- **What to work on**: Decide whether each statement below agrees with the forum thread about 18 Wheels of Steel Haulin' that follows, answering yes or no and quoting the words of the thread that decide it. (a) The thread gives 1.06 as the latest version of the game. (b) The game crashed when a player tried to park one of their own trailers at a company's loading bay. (c) Each saved game has its own folder marked with a letter.

- **Source extract**:
= = = =

And I keep my stuff up to date DirectX (currently DX 11) and what not...

Guess I'll try a GFX drivers update and try another loading bay in the meantime, any hints greatly appreciated :grin:


----------



## KublaKhan

1) I'm not sure that there will be a game folder since you downloaded it through Steam. However, just in case I'm wrong (Yea, I know, shocking, but it's been known to happen..  ) the default location for the .exe, base.scs files etc is:

C:\Program Files\18 Wheels of Steel Haulin

If you're talking about the user profile and where you put mods, etc.
the default location is:

C:\My Documents\18 WoS Haulin (this may be different on Windows 7 based machines)

Now, as for the crashing.. the first thing I would do is make sure the latest patch is applied (it *should* be since you downloaded via Steam). You can check your version number in the main menu of the game.

If it *isn't* the latest version (1.06) you can download it here: 18 Wheels of Steel Haulin' - Download Demo and Patches by SCS Software

See you on the road!


----------



## MichaelMKoeln08

Hello KublaKhan,

I figured the thing with the loading bay out meanwhile... I caused a programm crash by newbie behaviour (STEAM digital content bought = no manual = stuff like that happens).

So for future reference if anybody traps in that:

DON'T use your own trailers for jobs but the ones provided by the company... xD Trailers are ONLY for the drivers you hired... LOL I thought you have to buy a trailer in order to transport stuff from A to B as in invest first into a contract... guess I thought too complicated 

That's the whole story xD

So the game crashed because I tried to park one of MY trailers at some random company's loading bay hehehe - Am on the road meanwhile and the game runs without any problems  Thanks for the support ;D


----------



## Helper101

she has the weird truck the Frisk classic


----------



## Ged1s.exe

Rig n roll is latest trucking simulator? Or threres something more newer and more detailed?


----------



## aal3

Hello i have a problem With this game. I changed the settings from Fullscreen to window mode and when i changed the settings back to Full Screen the game was blurry and the quality was really poor. Its so blurry its hard to read small words. I tried to changed the Resolution and the quality settings but it did not help. Can anyone help me


----------



## dwkelley05

Shlont said:


> Hey fellow truckers. This game can be a lot of fun. I love it to bits. But it does have some quirks. I don't really dig how traffic slows to 20mph as soon as you approach an exit or a service station, what-not. But, the graphics are still totally beautiful. Except, there seem to be less cloud formations in this version than earlier ones such as PTTM.
> 
> So, then. It appears that in order to hire a new driver, you have to deliver cargoes. So, when you get sick of waiting to deliver 3 or so cargoes between hiring, the best option to increase your hiring power is to hack your game file.
> 
> This is how to do it.
> 
> Go to the directory where your 18 WoS American Long Haul folder is at. Usually, this will be in My Documents. Else, proceed to run a search and track it down. Then enter this folder and locate the folder named "Save."
> 
> Enter this folder, and observe- there will be a bunch of folders, each with a number, representing each saved game. Enter the saved game folder representing the game you wish to "hack".

= = = =

- **Data rows**:
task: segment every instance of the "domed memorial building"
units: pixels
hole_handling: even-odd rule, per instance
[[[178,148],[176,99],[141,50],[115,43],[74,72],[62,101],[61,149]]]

= = = =

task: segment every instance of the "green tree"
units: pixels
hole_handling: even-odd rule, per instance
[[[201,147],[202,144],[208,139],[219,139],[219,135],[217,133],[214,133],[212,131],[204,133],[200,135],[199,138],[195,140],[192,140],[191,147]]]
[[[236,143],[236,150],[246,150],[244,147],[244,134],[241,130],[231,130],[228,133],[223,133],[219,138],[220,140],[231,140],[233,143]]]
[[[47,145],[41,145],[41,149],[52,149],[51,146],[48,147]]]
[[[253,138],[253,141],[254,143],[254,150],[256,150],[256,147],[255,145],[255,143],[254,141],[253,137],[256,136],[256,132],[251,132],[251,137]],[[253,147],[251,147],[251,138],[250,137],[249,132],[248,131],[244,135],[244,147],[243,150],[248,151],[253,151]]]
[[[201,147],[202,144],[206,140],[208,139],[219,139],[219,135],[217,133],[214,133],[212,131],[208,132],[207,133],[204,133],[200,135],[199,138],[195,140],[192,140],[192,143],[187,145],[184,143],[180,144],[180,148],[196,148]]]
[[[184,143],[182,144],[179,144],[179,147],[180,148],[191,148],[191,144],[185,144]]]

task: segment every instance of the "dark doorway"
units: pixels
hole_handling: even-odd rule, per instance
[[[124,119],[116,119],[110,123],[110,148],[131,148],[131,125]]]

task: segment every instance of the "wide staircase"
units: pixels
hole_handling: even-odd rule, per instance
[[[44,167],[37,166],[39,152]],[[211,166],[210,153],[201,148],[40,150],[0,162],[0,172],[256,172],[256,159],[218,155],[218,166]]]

= = = =

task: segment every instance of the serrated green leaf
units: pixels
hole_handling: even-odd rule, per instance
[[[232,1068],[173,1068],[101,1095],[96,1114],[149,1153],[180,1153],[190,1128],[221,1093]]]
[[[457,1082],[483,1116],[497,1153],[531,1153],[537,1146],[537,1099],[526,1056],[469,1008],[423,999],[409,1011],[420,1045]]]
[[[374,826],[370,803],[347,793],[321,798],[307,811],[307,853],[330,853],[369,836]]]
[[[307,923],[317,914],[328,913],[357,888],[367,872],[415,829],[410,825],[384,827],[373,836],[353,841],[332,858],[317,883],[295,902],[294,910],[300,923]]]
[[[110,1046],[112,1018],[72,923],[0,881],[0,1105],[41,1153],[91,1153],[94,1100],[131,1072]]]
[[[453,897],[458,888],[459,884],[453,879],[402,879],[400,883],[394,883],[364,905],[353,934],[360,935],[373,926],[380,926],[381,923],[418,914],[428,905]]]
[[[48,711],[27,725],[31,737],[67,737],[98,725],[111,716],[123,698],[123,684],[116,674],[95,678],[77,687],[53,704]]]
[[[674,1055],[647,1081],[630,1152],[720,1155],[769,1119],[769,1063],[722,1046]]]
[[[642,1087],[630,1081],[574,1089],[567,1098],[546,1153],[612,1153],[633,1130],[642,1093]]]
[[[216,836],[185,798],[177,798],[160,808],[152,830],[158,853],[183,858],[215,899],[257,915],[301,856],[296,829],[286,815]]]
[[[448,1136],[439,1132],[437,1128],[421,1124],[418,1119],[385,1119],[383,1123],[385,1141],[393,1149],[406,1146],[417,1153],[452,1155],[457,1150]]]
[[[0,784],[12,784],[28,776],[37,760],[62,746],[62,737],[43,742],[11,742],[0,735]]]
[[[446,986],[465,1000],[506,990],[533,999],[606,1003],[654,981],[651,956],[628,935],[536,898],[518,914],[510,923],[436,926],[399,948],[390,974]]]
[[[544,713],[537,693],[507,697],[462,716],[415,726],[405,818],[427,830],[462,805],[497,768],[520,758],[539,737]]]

= = = =

- **Reply**:
(a) Yes: "the latest version (1.06)"
(b) Yes: "the game crashed because I tried to park one of MY trailers at some random company's loading bay"
(c) No: "there will be a bunch of folders, each with a number, representing each saved game"